● **RAW DATA**:
****************************************
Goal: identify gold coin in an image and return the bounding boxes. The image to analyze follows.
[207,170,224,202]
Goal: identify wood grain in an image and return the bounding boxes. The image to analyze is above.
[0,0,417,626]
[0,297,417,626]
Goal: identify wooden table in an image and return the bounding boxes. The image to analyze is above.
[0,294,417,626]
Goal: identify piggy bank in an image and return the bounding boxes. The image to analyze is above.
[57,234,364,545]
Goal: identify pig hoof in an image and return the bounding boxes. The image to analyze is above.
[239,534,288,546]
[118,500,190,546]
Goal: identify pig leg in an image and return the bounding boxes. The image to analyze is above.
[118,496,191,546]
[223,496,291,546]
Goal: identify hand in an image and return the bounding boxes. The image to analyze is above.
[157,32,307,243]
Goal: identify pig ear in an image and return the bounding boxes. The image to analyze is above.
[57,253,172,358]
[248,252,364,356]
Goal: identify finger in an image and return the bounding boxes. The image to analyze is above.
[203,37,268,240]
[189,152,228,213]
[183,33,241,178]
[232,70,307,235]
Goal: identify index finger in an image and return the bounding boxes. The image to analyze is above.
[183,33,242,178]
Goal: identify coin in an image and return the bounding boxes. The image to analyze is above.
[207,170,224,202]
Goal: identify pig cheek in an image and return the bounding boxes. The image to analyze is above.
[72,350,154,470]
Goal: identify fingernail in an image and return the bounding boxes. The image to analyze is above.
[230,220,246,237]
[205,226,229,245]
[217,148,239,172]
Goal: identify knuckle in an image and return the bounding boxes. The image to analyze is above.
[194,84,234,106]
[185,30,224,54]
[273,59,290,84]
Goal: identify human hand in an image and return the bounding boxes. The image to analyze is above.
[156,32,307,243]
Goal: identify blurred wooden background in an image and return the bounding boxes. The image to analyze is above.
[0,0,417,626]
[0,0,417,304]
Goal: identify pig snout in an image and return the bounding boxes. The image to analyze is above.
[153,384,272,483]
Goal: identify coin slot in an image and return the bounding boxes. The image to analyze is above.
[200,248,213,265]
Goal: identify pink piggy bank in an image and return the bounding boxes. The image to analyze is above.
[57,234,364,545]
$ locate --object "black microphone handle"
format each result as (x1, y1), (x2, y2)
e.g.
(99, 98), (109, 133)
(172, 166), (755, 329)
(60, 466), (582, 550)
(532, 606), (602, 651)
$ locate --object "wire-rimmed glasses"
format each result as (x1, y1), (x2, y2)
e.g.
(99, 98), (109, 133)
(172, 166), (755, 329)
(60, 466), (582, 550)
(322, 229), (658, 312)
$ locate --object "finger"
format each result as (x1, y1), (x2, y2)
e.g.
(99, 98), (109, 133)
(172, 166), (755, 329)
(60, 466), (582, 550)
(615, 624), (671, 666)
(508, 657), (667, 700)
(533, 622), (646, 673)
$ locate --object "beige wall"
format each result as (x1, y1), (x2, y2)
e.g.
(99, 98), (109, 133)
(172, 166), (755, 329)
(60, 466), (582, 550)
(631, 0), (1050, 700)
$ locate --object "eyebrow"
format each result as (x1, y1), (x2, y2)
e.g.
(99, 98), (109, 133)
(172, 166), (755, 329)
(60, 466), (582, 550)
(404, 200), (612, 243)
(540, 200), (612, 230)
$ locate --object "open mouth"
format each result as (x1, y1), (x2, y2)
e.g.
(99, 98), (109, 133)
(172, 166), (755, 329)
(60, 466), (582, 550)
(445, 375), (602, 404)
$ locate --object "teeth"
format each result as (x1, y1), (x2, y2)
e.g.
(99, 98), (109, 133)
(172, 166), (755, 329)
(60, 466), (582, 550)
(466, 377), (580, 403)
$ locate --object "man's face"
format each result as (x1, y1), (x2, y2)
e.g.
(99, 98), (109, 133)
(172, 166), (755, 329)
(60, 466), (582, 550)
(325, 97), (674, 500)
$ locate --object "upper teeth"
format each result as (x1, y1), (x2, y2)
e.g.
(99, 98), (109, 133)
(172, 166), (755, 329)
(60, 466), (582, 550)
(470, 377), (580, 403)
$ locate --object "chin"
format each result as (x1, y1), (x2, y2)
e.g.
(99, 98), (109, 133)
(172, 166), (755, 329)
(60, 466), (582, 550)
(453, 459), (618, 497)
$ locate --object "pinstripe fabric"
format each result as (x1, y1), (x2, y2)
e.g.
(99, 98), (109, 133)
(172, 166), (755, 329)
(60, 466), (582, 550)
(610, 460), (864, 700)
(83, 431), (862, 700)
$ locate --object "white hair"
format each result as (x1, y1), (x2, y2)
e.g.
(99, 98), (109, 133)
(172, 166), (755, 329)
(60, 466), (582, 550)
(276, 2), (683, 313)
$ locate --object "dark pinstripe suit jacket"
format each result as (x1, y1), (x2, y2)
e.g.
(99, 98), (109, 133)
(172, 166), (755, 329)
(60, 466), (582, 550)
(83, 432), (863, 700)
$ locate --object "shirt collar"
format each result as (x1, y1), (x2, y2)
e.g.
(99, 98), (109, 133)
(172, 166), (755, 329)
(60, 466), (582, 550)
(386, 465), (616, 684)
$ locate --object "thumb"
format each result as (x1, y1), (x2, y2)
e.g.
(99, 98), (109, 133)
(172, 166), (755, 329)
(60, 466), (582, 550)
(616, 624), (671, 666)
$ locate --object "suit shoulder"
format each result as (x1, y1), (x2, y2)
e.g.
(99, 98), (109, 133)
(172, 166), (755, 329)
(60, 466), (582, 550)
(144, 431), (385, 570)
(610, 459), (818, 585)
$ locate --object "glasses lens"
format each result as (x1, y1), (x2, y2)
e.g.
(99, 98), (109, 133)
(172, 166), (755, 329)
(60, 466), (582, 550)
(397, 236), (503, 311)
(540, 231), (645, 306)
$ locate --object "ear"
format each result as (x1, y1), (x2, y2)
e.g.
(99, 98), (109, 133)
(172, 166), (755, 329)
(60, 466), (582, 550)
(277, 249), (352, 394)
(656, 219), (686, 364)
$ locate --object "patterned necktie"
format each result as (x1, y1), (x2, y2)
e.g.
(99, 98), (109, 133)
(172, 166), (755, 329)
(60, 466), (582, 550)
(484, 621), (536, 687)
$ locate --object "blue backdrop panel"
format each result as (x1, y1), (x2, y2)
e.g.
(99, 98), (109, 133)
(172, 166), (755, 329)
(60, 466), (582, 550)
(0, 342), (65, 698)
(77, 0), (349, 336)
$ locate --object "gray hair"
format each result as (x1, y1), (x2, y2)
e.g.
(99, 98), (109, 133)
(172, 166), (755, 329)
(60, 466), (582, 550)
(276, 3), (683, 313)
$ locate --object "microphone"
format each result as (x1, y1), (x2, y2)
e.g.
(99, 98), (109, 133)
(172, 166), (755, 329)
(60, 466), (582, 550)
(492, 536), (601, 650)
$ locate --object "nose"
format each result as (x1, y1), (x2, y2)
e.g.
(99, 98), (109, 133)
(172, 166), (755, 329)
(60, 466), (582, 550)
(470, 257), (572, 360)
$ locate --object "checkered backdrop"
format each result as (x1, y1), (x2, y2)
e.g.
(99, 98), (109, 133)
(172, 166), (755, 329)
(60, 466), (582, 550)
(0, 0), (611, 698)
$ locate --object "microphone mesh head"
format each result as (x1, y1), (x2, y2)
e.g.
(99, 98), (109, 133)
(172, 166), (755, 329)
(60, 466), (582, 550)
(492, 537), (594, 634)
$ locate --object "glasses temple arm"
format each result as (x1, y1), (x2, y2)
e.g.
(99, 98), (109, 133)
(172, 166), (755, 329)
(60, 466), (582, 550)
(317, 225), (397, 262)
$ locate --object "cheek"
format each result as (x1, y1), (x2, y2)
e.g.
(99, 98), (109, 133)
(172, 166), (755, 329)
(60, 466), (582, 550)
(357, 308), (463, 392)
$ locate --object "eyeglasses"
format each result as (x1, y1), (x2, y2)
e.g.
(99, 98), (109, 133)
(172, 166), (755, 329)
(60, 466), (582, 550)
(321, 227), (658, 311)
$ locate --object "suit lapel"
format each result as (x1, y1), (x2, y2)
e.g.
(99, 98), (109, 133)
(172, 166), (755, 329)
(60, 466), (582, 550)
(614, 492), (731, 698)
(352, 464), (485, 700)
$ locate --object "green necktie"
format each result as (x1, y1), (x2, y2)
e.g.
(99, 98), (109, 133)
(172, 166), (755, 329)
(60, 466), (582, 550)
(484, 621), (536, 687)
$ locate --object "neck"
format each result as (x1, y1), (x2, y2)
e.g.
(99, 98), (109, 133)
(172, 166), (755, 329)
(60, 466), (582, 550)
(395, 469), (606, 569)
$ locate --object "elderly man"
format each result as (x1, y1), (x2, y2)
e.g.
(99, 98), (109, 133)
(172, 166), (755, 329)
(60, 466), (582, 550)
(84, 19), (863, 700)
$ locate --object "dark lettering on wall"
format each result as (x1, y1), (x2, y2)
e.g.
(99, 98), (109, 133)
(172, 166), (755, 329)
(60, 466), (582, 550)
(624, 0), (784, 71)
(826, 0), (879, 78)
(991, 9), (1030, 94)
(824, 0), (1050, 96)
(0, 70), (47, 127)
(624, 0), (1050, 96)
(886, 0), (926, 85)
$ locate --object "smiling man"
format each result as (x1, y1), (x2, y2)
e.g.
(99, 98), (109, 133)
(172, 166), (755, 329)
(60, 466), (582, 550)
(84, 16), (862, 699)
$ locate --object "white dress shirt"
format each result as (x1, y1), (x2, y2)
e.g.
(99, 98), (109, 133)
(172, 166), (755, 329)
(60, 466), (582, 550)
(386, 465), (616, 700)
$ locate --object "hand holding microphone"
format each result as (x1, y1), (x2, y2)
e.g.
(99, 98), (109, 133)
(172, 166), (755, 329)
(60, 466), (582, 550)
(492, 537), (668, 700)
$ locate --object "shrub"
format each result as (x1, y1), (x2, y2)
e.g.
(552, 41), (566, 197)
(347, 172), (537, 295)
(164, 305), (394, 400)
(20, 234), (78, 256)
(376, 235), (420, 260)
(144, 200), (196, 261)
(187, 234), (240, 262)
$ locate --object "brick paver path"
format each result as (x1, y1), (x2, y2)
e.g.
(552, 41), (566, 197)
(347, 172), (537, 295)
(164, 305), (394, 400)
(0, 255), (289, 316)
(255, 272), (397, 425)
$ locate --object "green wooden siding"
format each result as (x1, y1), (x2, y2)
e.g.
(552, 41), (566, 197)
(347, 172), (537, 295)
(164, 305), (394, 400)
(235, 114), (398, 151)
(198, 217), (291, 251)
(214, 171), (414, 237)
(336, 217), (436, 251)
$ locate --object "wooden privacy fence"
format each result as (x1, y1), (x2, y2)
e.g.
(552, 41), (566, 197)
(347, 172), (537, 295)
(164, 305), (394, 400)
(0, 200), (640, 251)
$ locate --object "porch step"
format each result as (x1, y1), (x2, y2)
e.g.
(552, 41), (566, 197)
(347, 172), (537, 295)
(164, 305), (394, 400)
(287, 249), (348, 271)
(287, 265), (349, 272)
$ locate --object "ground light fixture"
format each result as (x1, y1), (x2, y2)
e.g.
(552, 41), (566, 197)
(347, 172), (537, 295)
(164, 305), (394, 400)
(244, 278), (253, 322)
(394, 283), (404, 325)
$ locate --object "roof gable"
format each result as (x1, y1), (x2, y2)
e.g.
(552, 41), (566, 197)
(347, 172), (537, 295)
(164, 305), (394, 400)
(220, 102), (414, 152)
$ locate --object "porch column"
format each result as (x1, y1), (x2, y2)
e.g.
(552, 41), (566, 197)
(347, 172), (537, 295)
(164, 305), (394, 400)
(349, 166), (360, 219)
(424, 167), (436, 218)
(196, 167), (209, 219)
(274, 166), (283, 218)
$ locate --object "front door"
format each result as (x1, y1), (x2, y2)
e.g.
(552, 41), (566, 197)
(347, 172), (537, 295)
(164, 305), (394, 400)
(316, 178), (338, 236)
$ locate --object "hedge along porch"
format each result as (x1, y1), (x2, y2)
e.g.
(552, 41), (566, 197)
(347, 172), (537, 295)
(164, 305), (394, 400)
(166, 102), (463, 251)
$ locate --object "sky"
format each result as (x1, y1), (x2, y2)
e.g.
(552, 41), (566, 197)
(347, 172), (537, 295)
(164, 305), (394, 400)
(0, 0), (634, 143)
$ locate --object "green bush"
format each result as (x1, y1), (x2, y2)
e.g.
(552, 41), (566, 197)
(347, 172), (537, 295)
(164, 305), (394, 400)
****************************************
● **SET PROBLEM**: Count the lines in the items above that contain the word "dark". Reply with only the number.

● **EXPECTED OUTPUT**: 2